:: Exercise passage ::
/---

Whittingham Hospital opened in 1873 under its original name of the Fourth Lancashire County Asylum in the small town of Whittingham, in Lancashire, England. It went on to become the largest mental hospital in Britain and is best known for the production of the first EEG machine, which was made from leftover war materials.
The hospital was built because the city was in great need of an additional asylum. The hospital was like a little city housing its own farms, church, telephone exchange, gas works, railway, ballroom, orchestra, and butchers. It was designed by the asylum architect Henry Littler and the red bricks from which it was constructed were made from clay that was found on the site.
Before it officially opened, the hospital already had 115 patients who were very helpful during the building. The first large complex, which would later be known as St Luke’s Division, was completed in 1875. It had an Anglican church, reception hall, a farm, a Catholic church and space for 1100 inmates.
The St. John Division was built to the north of the site in 1878 with room for 700 patients and a Post Office. It took water supplies from Beacon Fell and 90,000 gallons were free for the hospital to use daily. In 1884 a sanatorium known as Fryars’ Villa was established for patients who had infectious diseases. Almost ten years later, in 1894, electric lamps were installed.
Construction was completed in 1900 of a second annexe, Cameron House, and the West Annex (later called St. Margarets Division) opened in 1912. The new West Annex was used during World War I to treat military war casualties, four of whom were laid to rest in the hospital cemetery and are now under the care of the War Graves Commission.

\---

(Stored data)
/---

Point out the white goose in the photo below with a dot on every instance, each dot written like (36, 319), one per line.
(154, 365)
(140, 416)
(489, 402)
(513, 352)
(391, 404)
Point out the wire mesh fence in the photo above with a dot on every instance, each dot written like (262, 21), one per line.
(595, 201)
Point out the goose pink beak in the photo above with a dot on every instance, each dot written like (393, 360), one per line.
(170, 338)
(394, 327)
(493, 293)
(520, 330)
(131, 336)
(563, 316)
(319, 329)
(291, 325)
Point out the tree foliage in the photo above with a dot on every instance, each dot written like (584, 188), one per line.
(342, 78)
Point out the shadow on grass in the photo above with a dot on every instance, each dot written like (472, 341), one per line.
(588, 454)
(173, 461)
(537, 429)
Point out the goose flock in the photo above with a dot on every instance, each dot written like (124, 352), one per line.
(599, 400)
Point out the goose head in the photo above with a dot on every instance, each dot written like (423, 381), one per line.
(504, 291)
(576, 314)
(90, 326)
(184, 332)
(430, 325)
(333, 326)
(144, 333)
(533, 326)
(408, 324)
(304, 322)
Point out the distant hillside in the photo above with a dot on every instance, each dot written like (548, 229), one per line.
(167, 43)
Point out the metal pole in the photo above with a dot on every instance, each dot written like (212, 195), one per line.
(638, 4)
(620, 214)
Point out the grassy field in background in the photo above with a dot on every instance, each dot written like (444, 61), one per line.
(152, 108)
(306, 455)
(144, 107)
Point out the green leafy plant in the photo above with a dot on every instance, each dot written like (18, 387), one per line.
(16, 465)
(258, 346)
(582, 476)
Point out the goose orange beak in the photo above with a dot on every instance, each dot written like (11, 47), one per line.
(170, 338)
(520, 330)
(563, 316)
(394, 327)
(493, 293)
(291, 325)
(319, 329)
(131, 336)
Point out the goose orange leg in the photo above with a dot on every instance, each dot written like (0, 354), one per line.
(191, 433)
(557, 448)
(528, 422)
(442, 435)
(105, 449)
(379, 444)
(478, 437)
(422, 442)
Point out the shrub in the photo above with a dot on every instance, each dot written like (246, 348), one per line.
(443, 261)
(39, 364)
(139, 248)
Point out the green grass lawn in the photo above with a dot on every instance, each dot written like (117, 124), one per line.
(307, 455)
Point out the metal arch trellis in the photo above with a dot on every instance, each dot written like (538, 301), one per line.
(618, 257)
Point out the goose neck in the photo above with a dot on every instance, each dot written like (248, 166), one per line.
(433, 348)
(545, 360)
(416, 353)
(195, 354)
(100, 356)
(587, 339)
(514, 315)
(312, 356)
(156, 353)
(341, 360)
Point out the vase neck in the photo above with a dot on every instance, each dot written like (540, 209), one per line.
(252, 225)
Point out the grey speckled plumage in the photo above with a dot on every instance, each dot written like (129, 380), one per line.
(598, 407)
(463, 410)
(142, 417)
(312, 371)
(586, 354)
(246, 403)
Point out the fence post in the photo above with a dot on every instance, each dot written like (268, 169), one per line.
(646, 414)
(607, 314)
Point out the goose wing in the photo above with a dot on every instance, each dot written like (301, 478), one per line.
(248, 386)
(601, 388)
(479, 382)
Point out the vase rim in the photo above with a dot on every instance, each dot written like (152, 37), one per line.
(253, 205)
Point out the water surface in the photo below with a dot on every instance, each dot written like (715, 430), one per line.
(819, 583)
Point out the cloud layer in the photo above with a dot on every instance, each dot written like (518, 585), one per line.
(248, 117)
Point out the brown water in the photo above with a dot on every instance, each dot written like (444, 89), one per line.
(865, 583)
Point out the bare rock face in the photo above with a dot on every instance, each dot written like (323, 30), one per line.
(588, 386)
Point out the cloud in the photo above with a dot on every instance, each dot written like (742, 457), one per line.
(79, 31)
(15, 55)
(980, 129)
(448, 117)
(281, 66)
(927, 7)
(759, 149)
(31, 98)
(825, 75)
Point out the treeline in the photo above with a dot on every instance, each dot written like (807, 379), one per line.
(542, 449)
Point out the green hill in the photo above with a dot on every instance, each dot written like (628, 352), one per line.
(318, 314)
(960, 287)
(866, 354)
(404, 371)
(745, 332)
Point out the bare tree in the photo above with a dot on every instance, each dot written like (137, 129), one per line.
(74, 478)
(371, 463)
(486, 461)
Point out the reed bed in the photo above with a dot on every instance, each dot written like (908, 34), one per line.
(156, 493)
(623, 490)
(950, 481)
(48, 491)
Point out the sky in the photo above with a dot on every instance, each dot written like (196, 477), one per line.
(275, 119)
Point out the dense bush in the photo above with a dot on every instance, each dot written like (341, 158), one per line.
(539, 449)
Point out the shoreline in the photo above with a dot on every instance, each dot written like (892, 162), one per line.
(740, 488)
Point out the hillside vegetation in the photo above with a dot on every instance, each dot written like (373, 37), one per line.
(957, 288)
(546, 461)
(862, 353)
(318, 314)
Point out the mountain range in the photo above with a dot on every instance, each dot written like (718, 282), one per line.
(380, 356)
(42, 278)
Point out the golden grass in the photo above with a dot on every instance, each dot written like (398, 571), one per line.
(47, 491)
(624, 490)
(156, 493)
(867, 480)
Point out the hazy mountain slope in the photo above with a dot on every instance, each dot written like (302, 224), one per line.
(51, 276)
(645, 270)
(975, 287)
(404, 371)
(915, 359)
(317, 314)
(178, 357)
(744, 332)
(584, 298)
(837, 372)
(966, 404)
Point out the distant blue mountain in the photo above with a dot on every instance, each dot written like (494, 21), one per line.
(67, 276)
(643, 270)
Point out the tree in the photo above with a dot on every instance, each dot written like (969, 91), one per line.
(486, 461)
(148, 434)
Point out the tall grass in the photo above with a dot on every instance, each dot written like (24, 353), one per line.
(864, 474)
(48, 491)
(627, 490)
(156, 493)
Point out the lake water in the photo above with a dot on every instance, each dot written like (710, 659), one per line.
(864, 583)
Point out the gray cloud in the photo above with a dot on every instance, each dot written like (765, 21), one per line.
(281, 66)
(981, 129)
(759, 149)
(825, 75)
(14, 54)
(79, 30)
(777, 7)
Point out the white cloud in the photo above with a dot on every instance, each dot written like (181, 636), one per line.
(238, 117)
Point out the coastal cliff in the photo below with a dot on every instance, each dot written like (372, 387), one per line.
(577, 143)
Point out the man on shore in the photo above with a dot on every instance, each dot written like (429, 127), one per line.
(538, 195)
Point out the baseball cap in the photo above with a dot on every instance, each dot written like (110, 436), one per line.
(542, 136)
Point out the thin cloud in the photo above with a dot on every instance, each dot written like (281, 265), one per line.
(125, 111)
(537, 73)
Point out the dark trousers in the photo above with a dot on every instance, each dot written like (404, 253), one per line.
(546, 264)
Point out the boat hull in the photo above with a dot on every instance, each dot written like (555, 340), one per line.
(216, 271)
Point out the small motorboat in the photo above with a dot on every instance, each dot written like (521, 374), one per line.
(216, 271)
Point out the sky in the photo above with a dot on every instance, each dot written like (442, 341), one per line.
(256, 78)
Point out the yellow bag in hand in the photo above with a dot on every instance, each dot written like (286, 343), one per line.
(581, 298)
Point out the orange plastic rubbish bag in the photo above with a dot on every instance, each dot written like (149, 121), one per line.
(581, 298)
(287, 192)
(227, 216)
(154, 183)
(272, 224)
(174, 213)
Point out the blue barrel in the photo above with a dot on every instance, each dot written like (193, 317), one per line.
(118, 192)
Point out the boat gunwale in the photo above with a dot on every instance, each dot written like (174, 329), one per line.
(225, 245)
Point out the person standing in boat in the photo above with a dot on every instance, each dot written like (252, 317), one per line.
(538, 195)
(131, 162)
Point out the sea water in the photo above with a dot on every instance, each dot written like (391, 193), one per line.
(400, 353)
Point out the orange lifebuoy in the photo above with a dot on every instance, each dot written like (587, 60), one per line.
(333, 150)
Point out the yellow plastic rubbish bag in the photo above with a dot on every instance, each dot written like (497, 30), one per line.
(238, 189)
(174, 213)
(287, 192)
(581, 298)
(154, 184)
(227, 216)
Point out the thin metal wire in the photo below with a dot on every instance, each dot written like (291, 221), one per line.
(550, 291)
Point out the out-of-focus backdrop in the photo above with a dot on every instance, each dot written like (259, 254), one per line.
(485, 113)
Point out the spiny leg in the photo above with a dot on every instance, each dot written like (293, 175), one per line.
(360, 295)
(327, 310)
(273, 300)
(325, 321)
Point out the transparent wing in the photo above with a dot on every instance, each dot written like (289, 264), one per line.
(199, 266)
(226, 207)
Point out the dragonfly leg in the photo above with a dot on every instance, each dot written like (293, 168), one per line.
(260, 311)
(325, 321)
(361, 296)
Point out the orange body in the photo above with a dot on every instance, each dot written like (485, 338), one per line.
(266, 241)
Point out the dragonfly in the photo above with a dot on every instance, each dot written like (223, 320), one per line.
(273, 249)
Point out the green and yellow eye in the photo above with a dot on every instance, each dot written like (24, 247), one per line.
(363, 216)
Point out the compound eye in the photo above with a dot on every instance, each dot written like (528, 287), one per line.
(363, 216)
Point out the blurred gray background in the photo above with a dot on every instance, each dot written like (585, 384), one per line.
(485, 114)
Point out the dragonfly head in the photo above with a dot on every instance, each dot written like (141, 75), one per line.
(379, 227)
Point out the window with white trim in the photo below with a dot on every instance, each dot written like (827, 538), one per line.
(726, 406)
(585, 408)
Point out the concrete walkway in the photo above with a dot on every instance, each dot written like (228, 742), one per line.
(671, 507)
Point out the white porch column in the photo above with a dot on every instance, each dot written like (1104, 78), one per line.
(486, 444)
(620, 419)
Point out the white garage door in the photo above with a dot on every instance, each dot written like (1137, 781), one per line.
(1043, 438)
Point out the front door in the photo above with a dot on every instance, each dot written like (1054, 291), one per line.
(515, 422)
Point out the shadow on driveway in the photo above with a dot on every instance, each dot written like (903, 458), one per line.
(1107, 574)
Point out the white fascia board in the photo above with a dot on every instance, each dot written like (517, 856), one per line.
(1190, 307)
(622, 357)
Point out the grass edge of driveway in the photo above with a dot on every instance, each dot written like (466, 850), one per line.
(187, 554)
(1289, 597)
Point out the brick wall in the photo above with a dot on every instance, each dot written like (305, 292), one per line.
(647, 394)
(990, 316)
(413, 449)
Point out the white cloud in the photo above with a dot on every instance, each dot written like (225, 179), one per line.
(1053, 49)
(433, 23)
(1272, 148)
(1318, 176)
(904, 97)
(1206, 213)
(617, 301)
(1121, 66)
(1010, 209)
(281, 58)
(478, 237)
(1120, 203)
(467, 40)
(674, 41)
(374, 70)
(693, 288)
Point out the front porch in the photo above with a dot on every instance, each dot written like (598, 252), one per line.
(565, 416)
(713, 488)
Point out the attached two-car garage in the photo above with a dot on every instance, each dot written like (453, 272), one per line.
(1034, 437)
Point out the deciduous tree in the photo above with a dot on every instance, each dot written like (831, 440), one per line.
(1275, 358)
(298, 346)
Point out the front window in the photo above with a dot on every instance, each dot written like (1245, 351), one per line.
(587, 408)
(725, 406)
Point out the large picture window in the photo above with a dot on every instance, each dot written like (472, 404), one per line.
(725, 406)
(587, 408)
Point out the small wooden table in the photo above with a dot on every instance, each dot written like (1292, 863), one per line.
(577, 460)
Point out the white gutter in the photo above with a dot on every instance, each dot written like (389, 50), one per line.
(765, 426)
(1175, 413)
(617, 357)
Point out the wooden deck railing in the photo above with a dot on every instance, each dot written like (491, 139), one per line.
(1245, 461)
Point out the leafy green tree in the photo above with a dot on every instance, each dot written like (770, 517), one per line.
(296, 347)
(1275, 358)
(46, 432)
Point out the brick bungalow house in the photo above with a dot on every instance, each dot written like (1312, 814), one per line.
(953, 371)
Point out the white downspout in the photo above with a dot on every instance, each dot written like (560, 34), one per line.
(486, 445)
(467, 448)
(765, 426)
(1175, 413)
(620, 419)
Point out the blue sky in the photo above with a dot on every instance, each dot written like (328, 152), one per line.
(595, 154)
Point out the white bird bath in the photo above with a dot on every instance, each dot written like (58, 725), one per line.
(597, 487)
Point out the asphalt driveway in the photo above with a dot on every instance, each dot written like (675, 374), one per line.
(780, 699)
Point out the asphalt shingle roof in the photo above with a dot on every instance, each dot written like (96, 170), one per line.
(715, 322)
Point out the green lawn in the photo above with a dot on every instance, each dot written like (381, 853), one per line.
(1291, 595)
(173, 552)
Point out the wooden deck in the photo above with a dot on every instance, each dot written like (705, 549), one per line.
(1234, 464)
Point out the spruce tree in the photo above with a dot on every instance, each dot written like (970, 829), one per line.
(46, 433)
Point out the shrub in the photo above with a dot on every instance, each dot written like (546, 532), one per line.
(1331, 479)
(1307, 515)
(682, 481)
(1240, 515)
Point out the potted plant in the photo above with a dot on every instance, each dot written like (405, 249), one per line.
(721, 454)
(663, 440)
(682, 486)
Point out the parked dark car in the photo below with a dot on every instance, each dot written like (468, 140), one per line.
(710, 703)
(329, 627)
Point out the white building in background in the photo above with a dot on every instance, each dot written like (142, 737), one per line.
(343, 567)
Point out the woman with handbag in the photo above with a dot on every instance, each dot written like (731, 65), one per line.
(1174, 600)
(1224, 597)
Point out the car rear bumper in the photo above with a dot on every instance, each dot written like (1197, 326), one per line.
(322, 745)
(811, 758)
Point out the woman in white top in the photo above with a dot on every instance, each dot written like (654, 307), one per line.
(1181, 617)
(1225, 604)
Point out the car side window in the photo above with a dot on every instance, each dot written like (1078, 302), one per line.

\---

:: What is needed ::
Pick up the account of Whittingham Hospital's history after its last sentence and continue it.

:: Solved problem ::
By 1939, the hospital became the largest mental hospital in Britain with 3533 patients and a staff of 548 people. During World War II the West Annexe was again used by the military. The mental patients were transferred to other hospitals in Lancashire until the building was returned to civilian use in 1946. After the war, the hospital was renamed Whittingham Hospital and it became part of the National Health Service.
Inovative staff Dr C. S. Parker and Mr. Charles Breakall created a pioneering early EEG machine from War Surplus material which they bought for two punds and ten shillings. Their invention was featured in The Lancet. They conducted many experiments in the newly emerging field on Whittingham patients.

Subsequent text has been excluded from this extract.